*Brief*
Extract each line of the data below that contains the string "white".

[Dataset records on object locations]
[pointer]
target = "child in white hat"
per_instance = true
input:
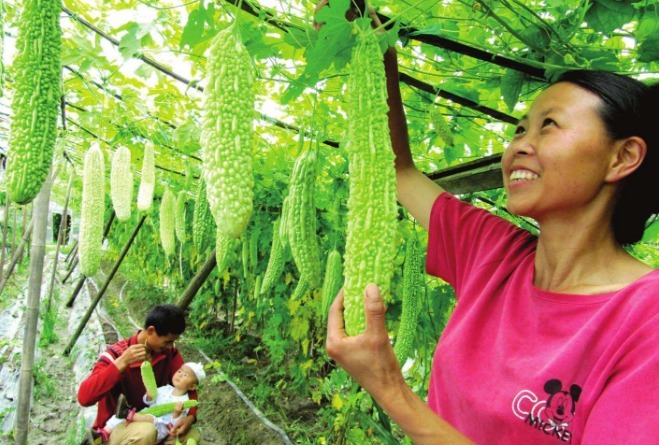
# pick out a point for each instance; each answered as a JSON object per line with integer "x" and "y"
{"x": 186, "y": 379}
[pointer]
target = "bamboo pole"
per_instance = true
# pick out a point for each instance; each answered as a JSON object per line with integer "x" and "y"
{"x": 5, "y": 224}
{"x": 72, "y": 267}
{"x": 14, "y": 231}
{"x": 37, "y": 253}
{"x": 73, "y": 248}
{"x": 76, "y": 290}
{"x": 60, "y": 238}
{"x": 17, "y": 255}
{"x": 74, "y": 294}
{"x": 94, "y": 303}
{"x": 197, "y": 281}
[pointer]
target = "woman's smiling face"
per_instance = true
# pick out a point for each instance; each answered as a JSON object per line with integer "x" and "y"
{"x": 560, "y": 154}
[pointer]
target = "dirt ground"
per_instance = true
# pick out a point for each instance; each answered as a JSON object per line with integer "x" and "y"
{"x": 57, "y": 418}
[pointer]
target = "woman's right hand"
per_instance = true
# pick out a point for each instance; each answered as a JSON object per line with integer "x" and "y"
{"x": 368, "y": 357}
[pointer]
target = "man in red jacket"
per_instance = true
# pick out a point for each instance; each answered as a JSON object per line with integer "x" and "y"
{"x": 117, "y": 372}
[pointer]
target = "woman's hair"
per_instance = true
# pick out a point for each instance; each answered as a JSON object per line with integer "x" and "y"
{"x": 166, "y": 319}
{"x": 627, "y": 110}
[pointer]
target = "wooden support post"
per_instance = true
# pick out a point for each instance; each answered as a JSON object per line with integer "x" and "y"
{"x": 94, "y": 303}
{"x": 197, "y": 281}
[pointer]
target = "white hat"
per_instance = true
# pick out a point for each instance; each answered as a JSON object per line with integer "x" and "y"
{"x": 198, "y": 369}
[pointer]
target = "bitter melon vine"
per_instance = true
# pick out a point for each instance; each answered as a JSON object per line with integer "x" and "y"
{"x": 372, "y": 206}
{"x": 91, "y": 211}
{"x": 35, "y": 104}
{"x": 227, "y": 132}
{"x": 441, "y": 126}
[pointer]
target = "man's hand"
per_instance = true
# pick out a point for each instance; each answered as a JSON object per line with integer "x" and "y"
{"x": 181, "y": 427}
{"x": 134, "y": 354}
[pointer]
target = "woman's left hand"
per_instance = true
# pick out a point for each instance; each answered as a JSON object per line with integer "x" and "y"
{"x": 367, "y": 357}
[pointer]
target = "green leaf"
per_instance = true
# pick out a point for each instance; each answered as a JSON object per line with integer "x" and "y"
{"x": 511, "y": 87}
{"x": 194, "y": 27}
{"x": 651, "y": 234}
{"x": 131, "y": 43}
{"x": 648, "y": 50}
{"x": 606, "y": 16}
{"x": 334, "y": 38}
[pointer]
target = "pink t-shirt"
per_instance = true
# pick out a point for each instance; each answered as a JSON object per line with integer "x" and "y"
{"x": 519, "y": 365}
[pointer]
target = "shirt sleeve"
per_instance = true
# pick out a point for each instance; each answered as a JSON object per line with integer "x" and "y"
{"x": 625, "y": 413}
{"x": 103, "y": 378}
{"x": 463, "y": 238}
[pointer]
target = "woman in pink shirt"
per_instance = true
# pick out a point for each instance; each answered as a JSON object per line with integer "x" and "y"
{"x": 554, "y": 338}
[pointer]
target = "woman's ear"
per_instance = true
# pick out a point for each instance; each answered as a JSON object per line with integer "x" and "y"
{"x": 629, "y": 155}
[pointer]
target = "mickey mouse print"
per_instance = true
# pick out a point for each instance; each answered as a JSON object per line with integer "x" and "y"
{"x": 552, "y": 413}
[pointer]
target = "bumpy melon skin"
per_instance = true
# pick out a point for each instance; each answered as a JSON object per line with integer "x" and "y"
{"x": 37, "y": 76}
{"x": 372, "y": 206}
{"x": 121, "y": 183}
{"x": 227, "y": 132}
{"x": 92, "y": 208}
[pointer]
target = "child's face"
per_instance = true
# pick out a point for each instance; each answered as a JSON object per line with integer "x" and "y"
{"x": 185, "y": 379}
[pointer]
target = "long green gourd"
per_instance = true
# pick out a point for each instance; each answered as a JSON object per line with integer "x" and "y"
{"x": 92, "y": 208}
{"x": 148, "y": 181}
{"x": 225, "y": 246}
{"x": 301, "y": 220}
{"x": 179, "y": 221}
{"x": 166, "y": 408}
{"x": 203, "y": 224}
{"x": 149, "y": 379}
{"x": 332, "y": 282}
{"x": 227, "y": 132}
{"x": 121, "y": 183}
{"x": 276, "y": 261}
{"x": 412, "y": 289}
{"x": 35, "y": 104}
{"x": 167, "y": 210}
{"x": 372, "y": 207}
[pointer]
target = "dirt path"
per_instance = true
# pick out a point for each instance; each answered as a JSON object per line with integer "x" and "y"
{"x": 56, "y": 417}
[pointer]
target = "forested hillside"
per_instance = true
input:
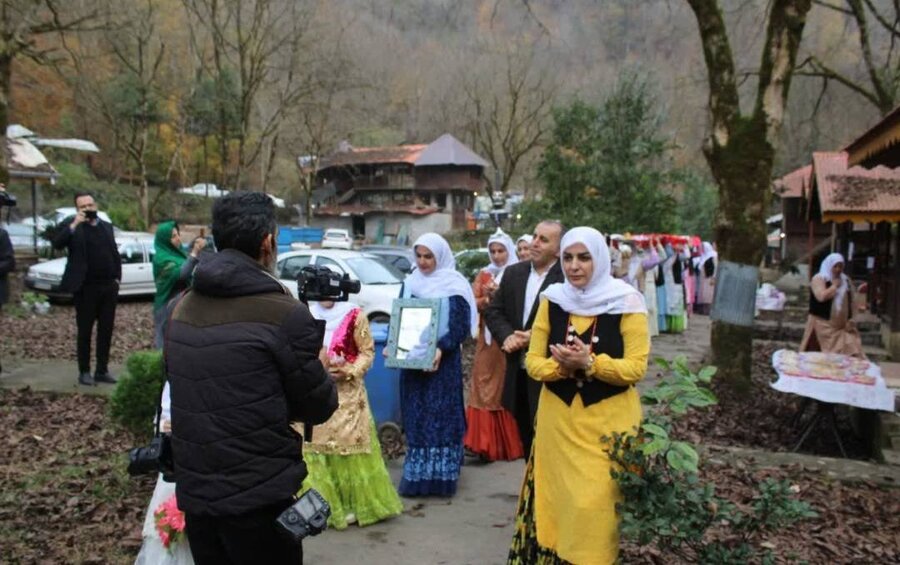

*Answer to this task*
target = "child in white hat"
target = "white hat"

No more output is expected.